[EXTRACTED TEXT]:
*****
Stuart Murdoch and Wes Anderson may as well be twins. The two auteurs likely have near identical record collections and they share a visual aesthetic wrapped up in stark, flat palettes. But more importantly, they both have fanatical cult followings who treat them as semi-religious figures, their every work a spiritual tome ready for revelation and devotion. And this year, they both released films exploring the role fate plays in the creative process and the nature of fan devotion.
Anderson has a long film career but Murdoch only just made his directorial debut this year, with the quasi-musical God Help the Girl. A French New Wave inspired take on the formation of a band suspiciously similar to Belle & Sebastian, God Help the Girl is a relatively faithful cinematic update of the iconography that defined the band’s aesthetic as well as the storybook mythology that grew around the band. The titular girl of the film is Eve (Emily Browning), a music obsessive who has been hospitalized for an eating disorder and longs for freedom, both from the hospital and her psyche. The movie starts with a basically unsuccessful escape attempt by Eve, but before long she has escaped for good and moves in with James (Olly Alexander), a bespectacled singer-songwriter who pushes her to explore her musical talent, albeit for selfish reasons.
Belle & Sebastian fans are no doubt connecting the dots between Eve and Isobel Campbell the instant James enters the picture, and those who have regarded Paul Whitelaw’s Belle & Sebastian bio Just a Modern Rock Story as a Bible will find plenty of symbolism and reference to dig into. But God Help the Girl isn’t just a modern rock story, if anything it’s a repentance of sorts for Murdoch, a way of confronting the deification that made him a twee icon and condemning the condemnation of the traitorous figure fans have painted Campbell as. Browning is irresistible as Eve and while some critics have scoffed at the way Eve’s personality shifts scene from scene, that fickleness is true to the nature of her psychological issues and serves a dual purpose as a sly commentary on the nature of fandom itself. It’s James not Eve who is the naïve figure, and his belief that he can subtly craft her into what he desires isn’t just poorly thought out, it’s a significant hole in the good guy armor he believes he has wrapped himself up in.
*****
[EXERCISE DESCRIPTION]: In the review of God Help the Girl, why does the writer reject the critics' complaint that Eve's personality shifts from scene to scene? Answer in one to three sentences. The rows are not connected to the review of God Help the Girl and play no part in the tasks.

[PROVIDED INFORMATION]:
*****
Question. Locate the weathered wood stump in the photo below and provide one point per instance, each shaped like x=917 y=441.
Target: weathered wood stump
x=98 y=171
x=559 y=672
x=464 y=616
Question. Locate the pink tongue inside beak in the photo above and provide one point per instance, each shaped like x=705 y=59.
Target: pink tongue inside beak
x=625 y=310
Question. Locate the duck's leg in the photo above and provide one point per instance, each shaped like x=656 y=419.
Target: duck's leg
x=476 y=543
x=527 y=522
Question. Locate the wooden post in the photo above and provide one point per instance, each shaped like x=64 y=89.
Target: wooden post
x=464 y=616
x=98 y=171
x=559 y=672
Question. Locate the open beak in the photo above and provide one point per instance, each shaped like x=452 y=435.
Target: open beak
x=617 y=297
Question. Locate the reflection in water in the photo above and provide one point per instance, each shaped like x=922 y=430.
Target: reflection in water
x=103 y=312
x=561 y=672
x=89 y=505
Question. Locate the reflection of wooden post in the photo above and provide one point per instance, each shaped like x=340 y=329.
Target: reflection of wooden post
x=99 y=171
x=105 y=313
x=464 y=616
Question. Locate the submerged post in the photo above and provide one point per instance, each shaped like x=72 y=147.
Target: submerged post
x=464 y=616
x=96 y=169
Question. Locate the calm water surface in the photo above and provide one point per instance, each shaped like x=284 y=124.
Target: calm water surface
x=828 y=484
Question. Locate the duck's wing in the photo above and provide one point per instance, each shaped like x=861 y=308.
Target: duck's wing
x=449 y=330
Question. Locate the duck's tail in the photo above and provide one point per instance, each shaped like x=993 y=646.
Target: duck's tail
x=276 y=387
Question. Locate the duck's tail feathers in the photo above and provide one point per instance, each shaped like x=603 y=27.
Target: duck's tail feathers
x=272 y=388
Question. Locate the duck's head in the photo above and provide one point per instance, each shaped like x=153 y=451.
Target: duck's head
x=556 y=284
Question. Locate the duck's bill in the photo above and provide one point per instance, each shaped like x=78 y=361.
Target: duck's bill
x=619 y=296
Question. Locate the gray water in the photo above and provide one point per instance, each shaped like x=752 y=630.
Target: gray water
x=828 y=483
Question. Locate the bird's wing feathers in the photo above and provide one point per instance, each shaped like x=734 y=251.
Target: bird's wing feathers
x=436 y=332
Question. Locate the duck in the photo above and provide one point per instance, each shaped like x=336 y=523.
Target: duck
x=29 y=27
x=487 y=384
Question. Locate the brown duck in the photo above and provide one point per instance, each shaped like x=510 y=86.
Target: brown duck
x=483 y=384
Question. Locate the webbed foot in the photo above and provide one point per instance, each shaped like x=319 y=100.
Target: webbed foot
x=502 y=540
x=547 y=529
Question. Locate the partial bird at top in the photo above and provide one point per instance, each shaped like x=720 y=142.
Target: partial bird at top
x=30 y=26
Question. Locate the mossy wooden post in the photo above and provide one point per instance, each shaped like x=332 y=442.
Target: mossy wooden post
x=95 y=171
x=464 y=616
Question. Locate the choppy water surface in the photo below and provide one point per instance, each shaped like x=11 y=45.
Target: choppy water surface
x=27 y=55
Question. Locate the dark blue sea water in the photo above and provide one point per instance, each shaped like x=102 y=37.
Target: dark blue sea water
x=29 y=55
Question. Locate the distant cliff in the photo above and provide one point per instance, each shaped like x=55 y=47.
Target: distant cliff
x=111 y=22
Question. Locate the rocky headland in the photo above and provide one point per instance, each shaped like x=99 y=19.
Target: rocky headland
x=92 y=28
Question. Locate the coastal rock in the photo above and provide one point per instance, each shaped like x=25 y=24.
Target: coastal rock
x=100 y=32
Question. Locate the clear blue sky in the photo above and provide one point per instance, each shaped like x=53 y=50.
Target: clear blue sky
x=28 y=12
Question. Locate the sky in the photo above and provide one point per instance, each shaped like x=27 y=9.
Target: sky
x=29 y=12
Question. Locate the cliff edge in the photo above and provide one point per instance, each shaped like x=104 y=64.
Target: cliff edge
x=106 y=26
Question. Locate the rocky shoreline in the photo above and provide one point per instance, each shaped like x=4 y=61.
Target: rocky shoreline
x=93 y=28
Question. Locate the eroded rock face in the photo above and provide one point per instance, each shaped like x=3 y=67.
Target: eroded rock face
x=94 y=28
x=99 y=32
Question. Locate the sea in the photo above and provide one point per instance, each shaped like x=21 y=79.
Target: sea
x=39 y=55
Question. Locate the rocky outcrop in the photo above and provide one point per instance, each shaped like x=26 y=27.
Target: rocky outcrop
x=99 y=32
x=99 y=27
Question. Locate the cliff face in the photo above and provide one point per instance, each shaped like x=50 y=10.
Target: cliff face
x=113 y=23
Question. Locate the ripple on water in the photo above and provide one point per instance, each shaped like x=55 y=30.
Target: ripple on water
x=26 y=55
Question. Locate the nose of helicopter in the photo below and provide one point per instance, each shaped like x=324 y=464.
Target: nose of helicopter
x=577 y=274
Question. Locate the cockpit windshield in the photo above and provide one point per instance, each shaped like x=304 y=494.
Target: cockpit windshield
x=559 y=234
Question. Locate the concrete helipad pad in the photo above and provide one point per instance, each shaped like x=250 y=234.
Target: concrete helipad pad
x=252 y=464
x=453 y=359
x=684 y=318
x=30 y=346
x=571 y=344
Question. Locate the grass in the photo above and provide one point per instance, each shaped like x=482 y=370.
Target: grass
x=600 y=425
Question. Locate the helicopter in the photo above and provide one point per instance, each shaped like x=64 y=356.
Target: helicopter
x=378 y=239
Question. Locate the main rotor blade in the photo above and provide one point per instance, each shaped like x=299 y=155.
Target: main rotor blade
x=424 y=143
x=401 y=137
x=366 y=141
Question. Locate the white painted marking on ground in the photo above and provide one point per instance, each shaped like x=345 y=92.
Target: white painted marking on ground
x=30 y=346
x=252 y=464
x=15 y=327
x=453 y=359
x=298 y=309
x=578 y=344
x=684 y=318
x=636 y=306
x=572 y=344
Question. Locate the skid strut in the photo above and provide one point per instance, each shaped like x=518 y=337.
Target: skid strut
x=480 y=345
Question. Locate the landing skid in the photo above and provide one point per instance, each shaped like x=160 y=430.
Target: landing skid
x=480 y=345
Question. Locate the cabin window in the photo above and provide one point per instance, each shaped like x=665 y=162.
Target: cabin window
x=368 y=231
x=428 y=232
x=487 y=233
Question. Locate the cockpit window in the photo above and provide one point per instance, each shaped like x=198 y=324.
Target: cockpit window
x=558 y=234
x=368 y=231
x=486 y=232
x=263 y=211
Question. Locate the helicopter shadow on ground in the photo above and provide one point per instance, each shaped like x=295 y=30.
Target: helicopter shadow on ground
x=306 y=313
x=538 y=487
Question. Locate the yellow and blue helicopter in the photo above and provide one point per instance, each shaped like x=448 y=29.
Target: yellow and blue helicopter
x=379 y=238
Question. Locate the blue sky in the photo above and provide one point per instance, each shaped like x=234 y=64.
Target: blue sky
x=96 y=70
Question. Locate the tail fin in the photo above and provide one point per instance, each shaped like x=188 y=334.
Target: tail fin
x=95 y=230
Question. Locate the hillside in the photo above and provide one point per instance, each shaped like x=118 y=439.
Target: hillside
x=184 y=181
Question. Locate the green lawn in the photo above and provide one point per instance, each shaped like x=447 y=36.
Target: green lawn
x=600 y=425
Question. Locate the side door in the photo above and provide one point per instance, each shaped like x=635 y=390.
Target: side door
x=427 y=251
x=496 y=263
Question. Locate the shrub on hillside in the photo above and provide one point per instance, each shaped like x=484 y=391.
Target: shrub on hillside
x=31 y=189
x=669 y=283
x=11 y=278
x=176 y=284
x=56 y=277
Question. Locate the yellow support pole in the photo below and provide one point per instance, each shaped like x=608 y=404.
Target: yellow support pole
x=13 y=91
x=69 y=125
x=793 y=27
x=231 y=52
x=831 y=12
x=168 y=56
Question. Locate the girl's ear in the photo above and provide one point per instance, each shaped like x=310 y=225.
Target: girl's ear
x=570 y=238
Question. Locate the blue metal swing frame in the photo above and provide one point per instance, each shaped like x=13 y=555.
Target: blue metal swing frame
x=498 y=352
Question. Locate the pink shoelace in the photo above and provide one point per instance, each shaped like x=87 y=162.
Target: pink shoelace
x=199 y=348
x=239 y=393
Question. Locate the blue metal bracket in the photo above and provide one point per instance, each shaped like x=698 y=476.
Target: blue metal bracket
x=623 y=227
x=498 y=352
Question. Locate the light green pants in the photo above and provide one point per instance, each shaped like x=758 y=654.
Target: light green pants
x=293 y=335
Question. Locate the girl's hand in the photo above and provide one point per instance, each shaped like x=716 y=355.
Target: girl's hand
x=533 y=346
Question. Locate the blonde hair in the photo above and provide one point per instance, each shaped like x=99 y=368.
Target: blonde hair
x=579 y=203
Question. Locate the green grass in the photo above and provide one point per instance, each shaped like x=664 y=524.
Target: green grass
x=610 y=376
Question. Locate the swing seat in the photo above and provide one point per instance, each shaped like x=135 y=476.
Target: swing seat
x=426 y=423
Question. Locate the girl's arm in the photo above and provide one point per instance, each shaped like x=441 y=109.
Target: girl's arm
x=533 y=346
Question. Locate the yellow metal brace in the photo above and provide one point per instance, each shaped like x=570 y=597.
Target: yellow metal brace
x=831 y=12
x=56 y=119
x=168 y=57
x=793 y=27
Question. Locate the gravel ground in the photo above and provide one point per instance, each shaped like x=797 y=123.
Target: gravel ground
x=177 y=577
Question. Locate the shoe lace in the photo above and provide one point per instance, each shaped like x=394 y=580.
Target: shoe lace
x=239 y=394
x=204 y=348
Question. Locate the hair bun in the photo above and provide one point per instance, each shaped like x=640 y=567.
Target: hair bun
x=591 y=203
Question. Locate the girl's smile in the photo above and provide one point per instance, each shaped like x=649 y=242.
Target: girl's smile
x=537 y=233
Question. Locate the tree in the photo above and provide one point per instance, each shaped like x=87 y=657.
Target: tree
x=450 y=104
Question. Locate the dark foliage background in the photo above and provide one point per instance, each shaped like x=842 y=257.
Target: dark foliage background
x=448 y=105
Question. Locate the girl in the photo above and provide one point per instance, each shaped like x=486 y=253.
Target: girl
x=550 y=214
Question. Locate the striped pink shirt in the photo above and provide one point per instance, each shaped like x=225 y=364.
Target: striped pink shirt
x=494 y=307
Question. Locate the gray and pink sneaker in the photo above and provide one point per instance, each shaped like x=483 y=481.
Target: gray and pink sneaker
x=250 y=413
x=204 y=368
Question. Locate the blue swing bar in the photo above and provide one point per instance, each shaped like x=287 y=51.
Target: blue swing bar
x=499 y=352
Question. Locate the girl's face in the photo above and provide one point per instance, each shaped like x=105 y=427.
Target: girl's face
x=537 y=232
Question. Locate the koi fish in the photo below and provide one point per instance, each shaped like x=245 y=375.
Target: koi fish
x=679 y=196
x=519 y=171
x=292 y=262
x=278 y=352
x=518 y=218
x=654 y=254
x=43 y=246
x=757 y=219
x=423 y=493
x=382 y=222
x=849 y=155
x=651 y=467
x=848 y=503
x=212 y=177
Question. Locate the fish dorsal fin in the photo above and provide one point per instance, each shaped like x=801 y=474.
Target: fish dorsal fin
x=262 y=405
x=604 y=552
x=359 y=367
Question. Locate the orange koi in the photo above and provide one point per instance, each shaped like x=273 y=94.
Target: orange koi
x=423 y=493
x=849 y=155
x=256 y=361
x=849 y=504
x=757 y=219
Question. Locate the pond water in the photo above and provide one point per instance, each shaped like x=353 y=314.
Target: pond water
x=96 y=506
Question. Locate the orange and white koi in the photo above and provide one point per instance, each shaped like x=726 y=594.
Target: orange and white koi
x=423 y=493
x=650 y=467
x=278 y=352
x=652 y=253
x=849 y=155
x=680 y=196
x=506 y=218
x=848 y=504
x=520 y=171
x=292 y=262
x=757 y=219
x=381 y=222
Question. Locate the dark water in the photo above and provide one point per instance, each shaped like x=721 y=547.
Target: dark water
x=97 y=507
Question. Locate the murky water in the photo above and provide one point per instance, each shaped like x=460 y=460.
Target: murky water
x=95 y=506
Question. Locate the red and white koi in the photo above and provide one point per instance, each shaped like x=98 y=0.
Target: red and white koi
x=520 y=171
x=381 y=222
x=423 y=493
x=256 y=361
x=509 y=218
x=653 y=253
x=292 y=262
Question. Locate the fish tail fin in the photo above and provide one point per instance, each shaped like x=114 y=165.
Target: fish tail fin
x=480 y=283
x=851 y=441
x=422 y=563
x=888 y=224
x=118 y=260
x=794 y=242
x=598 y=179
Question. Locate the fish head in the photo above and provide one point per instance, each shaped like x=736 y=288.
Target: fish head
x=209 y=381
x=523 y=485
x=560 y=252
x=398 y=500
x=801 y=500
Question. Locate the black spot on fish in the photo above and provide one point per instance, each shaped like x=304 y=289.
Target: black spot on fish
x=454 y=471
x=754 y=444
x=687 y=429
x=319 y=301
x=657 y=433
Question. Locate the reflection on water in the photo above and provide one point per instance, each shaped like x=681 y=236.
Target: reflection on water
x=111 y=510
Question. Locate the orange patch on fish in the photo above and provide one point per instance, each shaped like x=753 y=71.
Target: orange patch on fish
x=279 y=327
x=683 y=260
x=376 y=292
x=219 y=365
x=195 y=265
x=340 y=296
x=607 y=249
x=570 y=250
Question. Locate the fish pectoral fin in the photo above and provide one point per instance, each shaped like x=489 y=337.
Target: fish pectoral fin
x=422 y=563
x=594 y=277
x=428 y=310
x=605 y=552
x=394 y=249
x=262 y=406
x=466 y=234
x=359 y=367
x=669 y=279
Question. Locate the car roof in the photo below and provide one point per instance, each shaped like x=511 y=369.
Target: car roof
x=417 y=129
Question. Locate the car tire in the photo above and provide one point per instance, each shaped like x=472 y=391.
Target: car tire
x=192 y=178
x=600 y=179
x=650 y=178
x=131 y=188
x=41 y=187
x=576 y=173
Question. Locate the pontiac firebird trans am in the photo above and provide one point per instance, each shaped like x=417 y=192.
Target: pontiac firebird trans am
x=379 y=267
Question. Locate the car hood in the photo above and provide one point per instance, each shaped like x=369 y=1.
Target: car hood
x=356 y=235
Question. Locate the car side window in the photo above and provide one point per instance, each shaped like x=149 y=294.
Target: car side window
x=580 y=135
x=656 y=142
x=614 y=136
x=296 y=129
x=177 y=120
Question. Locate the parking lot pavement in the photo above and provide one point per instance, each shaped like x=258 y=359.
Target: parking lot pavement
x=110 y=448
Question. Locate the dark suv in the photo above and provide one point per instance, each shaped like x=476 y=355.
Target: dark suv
*****
[RESPONSE]: The writer argues that Eve's fickleness is true to the nature of her psychological issues. It also serves a dual purpose as a sly commentary on the nature of fandom itself.